◆ **Exercise instructions**:
1/ From the BMJ piece on populations and samples, copy everything from "a) The statistical" down to "were point estimates.".
2/ Answer these questions from the BMJ piece on populations and samples.
(a) How many women enrolled in the Nurses' Health Study provided data?
(b) What was the primary outcome?
(c) What was the incidence rate of hip fracture among non-users of proton pump inhibitors?

◆ **Excerpted text**:
——————

Populations and samplesBMJ 2012; 344 doi: https://doi.org/10.1136/bmj.e3048 (Published 02 May 2012) Cite this as: BMJ 2012;344:e3048
- Philip Sedgwick, senior lecturer in medical statistics
- 1Centre for Medical and Healthcare Education, St George’s, University of London, Tooting, London, UK
Researchers investigated the association between use of proton pump inhibitors and risk of hip fracture in postmenopausal women. In total, 79 899 women enrolled in the Nurses’ Health Study, a prospective cohort study initiated in the United States, provided data biennially from 2000 until June 2008. The primary outcome was time until first hip fracture. The incidence rate of hip fracture was higher among regular users of proton pump inhibitors than among non-users (2.02 versus 1.51 fractures per 1000 person years).1
Which of the following statements, if any, are true?
a) The statistical population was the population of the United States.
b) The incidence rates of hip fracture among regular users and non-users of proton pump inhibitors were point estimates.
c) The incidence rates of hip fracture were subject to sampling error.
Statements b and c are true, while a is false.

——————

◆ **Extracted data**:
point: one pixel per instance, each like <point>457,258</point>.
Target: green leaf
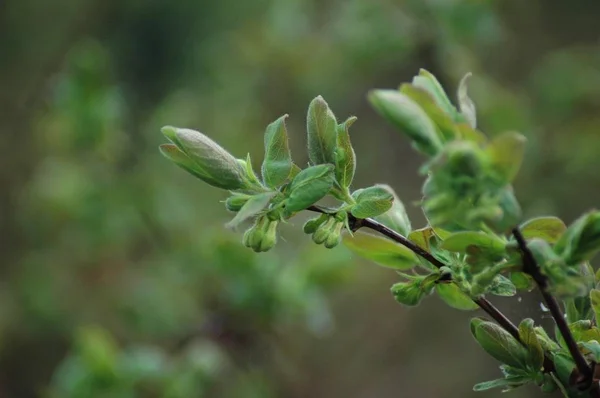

——————

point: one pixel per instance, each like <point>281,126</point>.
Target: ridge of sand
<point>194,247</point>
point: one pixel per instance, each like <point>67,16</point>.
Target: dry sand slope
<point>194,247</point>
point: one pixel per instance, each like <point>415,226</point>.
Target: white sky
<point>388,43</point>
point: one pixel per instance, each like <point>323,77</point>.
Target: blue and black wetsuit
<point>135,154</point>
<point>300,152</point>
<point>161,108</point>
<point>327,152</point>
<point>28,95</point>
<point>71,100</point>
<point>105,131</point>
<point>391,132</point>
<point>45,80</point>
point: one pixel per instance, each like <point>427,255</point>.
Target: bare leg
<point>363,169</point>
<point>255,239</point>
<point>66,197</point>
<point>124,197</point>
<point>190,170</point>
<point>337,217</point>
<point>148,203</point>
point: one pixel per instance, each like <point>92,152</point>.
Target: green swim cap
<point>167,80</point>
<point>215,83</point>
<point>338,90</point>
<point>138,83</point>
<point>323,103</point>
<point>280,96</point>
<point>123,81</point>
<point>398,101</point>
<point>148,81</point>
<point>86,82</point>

——————

◆ **List of solutions**:
1/
a) The statistical population was the population of the United States.
b) The incidence rates of hip fracture among regular users and non-users of proton pump inhibitors were point estimates.

2/
(a) 79 899
(b) Time until first hip fracture
(c) 1.51 fractures per 1000 person years